What you should do:
Show every line of the entries below that contains the string "hand". Case counts.

Dataset excerpts:
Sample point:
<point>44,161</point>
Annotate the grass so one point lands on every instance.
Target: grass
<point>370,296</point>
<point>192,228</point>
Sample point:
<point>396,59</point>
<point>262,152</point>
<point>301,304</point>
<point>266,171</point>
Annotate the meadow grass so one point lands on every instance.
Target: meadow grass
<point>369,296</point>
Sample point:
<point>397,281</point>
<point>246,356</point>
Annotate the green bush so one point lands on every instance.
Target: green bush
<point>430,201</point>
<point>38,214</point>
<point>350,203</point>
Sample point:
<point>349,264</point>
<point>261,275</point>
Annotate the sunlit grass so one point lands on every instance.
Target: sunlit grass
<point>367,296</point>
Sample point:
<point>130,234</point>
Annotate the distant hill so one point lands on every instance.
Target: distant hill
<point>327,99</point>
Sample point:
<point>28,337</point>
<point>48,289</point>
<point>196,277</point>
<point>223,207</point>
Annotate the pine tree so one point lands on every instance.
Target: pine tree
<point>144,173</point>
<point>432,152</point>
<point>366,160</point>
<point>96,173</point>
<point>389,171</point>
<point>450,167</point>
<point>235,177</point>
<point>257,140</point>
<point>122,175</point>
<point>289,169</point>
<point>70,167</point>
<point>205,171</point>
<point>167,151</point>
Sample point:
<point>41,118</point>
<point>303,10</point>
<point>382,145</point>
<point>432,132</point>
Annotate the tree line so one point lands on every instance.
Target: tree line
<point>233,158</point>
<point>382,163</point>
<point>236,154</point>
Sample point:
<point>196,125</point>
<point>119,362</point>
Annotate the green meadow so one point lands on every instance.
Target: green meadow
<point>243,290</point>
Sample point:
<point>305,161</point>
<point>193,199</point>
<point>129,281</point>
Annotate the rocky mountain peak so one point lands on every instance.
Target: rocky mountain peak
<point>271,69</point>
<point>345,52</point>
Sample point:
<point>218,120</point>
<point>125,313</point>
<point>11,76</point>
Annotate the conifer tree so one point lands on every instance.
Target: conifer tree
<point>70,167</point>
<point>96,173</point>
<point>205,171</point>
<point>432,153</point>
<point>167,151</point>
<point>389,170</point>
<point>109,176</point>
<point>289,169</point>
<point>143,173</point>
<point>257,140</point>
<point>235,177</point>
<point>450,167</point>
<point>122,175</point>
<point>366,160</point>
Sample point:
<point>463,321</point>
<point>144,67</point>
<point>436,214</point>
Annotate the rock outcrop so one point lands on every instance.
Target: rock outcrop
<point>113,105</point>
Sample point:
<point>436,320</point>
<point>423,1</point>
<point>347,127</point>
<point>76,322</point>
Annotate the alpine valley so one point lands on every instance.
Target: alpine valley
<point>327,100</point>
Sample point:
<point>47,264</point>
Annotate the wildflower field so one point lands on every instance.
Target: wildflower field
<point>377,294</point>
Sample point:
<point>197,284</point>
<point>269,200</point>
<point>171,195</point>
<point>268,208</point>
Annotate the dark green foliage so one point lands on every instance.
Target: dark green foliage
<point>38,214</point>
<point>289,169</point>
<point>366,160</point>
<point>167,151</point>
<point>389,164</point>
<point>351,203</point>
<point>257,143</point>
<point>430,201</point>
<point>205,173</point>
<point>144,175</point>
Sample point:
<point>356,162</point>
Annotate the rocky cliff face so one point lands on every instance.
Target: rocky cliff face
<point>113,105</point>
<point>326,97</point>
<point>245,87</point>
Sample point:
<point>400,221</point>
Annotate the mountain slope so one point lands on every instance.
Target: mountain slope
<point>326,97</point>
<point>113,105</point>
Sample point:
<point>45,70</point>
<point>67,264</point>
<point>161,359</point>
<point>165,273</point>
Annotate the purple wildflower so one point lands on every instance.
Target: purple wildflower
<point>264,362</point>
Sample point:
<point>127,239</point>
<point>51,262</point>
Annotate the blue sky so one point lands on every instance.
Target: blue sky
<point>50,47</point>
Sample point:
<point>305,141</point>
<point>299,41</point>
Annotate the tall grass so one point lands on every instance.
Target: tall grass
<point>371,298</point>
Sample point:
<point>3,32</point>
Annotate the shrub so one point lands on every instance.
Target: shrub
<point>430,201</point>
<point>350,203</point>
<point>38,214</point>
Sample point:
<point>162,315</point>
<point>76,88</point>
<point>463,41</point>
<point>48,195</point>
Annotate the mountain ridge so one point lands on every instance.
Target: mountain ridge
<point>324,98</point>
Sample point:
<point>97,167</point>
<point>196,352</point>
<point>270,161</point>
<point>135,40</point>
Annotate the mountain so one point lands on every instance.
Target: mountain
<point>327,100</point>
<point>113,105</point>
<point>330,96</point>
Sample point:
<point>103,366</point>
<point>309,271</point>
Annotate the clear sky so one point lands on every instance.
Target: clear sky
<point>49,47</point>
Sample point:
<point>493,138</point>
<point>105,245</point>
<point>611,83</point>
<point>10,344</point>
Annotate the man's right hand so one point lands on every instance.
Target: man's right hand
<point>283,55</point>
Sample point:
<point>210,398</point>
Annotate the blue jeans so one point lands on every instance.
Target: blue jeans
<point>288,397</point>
--
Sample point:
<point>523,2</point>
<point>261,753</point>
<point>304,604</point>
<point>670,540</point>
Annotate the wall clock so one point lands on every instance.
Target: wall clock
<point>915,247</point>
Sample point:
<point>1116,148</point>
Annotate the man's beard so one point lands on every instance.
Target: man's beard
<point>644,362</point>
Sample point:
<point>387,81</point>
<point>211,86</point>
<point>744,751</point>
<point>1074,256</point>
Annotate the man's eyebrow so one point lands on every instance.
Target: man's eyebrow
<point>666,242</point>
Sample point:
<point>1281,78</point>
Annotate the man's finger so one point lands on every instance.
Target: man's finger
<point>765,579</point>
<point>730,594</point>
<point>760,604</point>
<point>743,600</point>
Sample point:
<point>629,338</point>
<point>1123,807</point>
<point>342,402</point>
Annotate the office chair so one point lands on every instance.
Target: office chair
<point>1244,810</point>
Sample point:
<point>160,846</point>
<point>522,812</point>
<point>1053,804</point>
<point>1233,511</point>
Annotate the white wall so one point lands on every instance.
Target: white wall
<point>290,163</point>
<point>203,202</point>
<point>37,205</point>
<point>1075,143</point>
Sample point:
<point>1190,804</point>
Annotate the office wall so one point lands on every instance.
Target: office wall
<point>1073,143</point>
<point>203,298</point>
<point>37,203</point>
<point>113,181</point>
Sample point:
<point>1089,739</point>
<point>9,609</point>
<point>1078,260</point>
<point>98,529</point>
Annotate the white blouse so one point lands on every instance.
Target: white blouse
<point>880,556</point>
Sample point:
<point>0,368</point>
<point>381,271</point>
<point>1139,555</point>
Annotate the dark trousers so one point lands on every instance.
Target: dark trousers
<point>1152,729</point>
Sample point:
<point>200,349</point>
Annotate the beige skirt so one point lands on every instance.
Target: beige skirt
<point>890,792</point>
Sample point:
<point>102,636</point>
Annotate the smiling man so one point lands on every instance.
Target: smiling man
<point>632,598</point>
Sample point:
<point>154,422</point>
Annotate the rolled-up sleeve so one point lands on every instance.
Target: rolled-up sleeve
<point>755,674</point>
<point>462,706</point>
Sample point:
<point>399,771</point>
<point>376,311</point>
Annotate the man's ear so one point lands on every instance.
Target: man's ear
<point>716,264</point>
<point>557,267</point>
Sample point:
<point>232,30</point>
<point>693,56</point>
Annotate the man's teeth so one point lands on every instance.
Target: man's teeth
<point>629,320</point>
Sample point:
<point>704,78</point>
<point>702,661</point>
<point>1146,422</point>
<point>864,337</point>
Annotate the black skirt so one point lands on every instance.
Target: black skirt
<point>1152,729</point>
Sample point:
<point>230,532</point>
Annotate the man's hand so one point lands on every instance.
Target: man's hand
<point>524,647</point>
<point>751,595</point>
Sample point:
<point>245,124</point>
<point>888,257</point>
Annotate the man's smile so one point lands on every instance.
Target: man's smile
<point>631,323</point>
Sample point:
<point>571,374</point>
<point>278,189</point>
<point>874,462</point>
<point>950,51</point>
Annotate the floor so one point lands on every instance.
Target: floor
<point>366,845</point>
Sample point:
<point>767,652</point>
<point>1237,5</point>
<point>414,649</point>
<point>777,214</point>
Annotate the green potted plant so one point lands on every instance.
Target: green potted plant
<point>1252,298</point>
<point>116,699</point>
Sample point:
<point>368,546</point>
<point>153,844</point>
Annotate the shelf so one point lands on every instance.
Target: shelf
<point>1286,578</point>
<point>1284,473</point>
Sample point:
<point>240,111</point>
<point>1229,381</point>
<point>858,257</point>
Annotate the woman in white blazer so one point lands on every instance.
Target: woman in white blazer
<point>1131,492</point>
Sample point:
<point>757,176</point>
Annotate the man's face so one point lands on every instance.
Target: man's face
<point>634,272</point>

Reply:
Annotate the man's right hand so one point lands on every instance.
Target: man's right hand
Annotate the man's hand so one point lands on every instance.
Target: man's hand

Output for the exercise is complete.